= Beginning of Section =
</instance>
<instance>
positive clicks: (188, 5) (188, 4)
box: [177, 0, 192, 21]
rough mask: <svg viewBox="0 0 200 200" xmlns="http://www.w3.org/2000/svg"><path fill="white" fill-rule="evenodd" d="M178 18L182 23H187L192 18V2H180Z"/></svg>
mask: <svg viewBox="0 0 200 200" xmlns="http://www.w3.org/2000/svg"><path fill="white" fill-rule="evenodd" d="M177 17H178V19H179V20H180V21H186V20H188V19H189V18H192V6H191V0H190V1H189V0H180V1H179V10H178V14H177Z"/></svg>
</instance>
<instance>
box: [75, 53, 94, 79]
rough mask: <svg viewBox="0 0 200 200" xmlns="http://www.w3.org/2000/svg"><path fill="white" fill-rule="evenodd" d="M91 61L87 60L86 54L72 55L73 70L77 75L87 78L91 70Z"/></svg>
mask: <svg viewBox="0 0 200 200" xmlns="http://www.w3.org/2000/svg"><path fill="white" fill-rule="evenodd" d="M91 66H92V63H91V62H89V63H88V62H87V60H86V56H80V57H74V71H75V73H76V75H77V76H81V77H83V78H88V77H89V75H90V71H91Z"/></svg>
= End of Section =
Copy the line containing "61L87 60L86 54L72" and every line after it, through the last line of the records. Include nothing else.

» Answer for the task:
rough mask: <svg viewBox="0 0 200 200" xmlns="http://www.w3.org/2000/svg"><path fill="white" fill-rule="evenodd" d="M91 61L87 60L86 54L72 55L73 70L77 75L87 78L91 70Z"/></svg>
mask: <svg viewBox="0 0 200 200" xmlns="http://www.w3.org/2000/svg"><path fill="white" fill-rule="evenodd" d="M91 66H92V63H91V62H89V63H88V62H87V60H86V56H80V57H74V71H75V73H76V75H77V76H81V77H83V78H88V77H89V75H90V71H91Z"/></svg>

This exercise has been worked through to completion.